[INFORMATION PROVIDED start]

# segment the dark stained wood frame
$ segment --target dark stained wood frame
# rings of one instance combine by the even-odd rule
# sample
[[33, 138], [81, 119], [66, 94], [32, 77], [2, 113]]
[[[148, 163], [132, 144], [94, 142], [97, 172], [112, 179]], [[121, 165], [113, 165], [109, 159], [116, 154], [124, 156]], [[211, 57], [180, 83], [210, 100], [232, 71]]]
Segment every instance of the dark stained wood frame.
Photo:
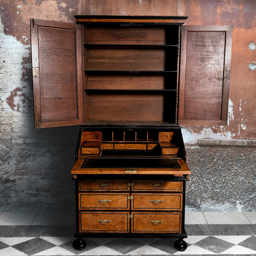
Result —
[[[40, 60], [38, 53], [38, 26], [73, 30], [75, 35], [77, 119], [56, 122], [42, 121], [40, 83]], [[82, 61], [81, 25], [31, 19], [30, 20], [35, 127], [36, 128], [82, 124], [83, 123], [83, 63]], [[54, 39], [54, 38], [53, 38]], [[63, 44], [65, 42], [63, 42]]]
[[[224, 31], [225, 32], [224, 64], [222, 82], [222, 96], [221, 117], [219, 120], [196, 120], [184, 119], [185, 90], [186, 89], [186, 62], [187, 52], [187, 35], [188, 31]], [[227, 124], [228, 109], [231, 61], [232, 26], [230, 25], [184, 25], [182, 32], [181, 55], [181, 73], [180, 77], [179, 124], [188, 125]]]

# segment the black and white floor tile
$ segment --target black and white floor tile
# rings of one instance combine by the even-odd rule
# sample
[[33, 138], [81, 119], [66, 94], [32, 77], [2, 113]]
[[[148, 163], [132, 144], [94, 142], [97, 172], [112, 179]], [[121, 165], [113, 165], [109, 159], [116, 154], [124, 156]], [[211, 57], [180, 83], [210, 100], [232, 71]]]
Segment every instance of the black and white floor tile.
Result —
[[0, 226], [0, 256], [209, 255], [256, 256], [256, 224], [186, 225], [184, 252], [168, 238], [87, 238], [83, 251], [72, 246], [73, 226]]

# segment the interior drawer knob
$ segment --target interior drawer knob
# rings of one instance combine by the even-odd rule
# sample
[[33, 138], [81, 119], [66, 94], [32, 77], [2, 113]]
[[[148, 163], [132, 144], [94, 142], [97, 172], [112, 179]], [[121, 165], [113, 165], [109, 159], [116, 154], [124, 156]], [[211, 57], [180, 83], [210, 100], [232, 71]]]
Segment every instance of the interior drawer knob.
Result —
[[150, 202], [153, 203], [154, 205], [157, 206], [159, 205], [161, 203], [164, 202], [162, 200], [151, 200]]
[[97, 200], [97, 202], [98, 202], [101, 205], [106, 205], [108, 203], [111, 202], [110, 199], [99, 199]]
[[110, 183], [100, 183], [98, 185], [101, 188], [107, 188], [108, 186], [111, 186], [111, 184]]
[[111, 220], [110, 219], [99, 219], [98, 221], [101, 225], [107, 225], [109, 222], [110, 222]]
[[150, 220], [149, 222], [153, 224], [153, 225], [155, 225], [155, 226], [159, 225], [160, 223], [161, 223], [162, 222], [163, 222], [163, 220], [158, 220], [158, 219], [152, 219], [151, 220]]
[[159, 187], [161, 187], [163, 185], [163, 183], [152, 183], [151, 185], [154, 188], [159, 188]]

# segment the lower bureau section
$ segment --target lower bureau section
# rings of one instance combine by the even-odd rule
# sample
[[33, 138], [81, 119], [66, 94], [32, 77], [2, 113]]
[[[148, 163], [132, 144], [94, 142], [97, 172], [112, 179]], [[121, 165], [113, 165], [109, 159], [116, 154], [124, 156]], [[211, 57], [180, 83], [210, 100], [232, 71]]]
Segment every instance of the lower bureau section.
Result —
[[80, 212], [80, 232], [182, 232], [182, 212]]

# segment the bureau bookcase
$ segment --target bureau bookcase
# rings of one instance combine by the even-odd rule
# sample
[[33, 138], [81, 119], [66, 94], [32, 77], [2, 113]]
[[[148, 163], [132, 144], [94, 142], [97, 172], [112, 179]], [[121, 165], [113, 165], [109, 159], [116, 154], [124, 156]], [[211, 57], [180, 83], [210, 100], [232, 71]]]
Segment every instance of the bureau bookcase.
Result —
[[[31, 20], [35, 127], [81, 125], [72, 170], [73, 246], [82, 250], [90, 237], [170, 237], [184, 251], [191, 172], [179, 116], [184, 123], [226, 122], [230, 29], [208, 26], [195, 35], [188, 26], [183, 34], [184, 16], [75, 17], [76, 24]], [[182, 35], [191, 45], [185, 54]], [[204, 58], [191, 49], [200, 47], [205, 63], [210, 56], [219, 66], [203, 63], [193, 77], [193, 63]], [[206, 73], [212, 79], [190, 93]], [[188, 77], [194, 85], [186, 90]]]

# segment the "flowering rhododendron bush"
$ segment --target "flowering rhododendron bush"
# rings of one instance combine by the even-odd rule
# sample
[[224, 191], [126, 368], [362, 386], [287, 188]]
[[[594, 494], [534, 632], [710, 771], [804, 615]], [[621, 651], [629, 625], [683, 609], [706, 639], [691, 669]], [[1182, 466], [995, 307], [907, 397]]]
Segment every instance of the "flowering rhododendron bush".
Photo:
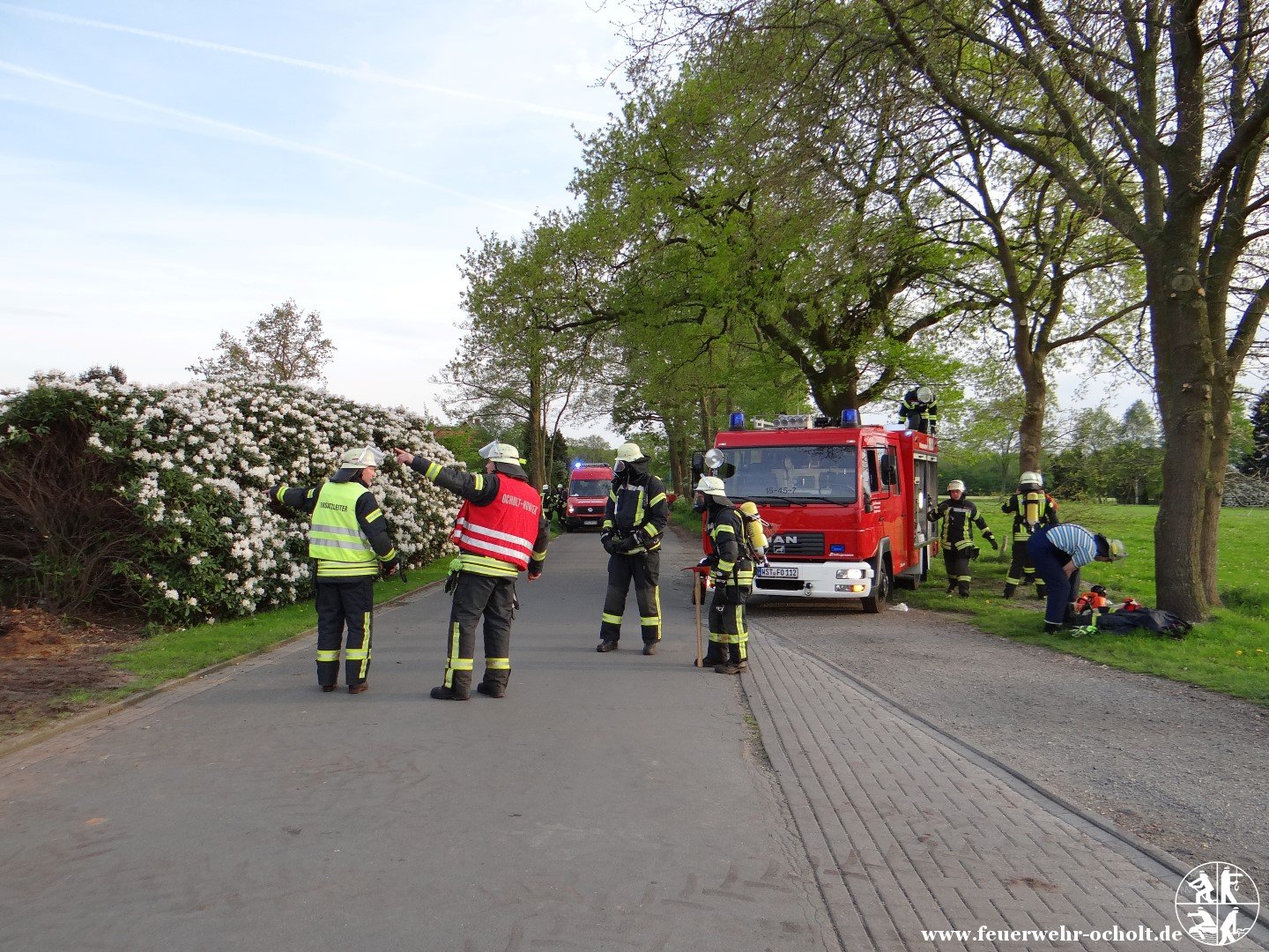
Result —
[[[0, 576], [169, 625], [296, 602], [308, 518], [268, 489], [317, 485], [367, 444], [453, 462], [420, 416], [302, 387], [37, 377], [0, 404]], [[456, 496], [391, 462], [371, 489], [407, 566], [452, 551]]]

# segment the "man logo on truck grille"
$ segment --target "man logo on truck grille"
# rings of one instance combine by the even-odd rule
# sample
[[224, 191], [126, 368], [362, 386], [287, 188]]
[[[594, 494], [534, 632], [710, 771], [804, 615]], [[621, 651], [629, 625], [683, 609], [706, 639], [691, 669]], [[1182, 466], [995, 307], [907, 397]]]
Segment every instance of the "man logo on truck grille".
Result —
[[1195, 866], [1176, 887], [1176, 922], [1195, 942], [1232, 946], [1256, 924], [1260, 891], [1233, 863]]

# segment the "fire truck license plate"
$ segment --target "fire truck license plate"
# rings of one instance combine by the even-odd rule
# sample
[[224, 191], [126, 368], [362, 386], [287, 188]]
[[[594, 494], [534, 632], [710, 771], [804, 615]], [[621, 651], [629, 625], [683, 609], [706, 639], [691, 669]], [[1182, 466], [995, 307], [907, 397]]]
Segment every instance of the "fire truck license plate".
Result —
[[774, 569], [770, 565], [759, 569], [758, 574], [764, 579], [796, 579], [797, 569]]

[INFORMATION PROVIDED end]
[INFORMATION PROVIDED start]

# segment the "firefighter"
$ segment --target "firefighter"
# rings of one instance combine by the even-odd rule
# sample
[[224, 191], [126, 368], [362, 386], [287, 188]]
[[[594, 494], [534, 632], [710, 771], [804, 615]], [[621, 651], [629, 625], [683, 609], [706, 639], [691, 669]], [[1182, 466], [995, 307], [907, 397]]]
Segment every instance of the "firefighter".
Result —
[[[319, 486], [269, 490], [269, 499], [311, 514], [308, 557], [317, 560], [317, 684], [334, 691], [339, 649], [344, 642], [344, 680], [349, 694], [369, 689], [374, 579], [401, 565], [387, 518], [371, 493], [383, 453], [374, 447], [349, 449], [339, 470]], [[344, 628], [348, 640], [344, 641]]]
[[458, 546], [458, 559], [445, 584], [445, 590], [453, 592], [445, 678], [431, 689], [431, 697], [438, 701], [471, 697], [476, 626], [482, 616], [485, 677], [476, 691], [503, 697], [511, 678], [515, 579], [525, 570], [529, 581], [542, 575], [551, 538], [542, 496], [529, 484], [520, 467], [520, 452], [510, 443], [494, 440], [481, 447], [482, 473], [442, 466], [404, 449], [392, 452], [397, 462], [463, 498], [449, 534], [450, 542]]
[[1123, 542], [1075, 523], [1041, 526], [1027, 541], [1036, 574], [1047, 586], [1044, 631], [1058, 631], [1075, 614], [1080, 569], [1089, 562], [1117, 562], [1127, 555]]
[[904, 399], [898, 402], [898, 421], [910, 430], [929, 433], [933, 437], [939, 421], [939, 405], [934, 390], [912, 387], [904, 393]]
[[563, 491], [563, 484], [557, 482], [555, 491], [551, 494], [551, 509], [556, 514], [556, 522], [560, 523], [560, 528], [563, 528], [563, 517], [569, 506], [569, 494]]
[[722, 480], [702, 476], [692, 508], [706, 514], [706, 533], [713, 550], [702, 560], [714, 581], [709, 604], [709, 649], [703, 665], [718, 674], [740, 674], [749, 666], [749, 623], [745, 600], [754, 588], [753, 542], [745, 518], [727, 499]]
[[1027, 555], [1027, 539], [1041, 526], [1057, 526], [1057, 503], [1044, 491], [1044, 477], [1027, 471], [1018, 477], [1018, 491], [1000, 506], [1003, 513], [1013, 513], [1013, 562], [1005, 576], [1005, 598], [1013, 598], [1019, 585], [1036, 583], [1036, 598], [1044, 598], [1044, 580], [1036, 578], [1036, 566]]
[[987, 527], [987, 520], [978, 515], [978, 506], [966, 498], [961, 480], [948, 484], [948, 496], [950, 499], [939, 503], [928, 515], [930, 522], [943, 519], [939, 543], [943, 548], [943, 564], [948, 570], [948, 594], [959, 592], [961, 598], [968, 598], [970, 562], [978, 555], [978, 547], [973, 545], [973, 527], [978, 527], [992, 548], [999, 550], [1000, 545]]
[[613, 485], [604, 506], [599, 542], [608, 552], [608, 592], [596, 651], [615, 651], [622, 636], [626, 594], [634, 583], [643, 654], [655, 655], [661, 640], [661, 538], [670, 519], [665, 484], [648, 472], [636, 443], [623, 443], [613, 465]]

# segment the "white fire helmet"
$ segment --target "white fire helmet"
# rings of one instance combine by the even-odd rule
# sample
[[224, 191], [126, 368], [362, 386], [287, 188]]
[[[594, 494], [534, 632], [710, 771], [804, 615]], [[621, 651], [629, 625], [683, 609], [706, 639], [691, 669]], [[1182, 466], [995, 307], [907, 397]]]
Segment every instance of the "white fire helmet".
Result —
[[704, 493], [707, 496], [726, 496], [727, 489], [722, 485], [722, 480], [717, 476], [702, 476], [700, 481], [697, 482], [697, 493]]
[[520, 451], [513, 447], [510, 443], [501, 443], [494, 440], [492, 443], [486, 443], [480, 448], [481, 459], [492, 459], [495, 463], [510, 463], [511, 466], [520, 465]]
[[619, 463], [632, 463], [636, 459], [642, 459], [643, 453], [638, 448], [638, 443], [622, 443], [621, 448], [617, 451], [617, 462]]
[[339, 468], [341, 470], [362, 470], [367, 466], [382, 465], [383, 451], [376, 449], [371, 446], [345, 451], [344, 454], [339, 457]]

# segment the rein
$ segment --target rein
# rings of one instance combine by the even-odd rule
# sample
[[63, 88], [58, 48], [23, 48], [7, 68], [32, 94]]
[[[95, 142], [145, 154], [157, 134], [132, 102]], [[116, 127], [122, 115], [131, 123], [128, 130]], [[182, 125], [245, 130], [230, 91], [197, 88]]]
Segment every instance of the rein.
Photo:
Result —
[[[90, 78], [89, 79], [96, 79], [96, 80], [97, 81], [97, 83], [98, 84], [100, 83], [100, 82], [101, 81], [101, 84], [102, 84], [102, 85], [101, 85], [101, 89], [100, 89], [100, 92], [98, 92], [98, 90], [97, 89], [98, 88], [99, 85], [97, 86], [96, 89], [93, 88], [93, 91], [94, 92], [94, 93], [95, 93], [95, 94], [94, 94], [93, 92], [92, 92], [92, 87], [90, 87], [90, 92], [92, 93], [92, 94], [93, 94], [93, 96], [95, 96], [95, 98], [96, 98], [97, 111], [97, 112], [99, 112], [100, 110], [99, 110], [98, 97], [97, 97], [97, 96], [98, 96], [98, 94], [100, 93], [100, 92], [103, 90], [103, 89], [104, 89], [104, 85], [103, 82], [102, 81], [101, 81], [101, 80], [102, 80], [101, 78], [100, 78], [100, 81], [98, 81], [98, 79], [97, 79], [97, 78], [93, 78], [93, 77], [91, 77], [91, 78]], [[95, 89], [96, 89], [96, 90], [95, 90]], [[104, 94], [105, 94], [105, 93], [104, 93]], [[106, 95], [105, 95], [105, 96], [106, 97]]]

[INFORMATION PROVIDED end]

BRIEF →
Pull out and copy every line of the material above that contains the word "bureau".

CORRECT RESPONSE →
# segment the lower bureau section
$ segment --target lower bureau section
Segment every instance of the lower bureau section.
# segment the bureau bookcase
$ segment --target bureau bookcase
Segment every instance of the bureau bookcase.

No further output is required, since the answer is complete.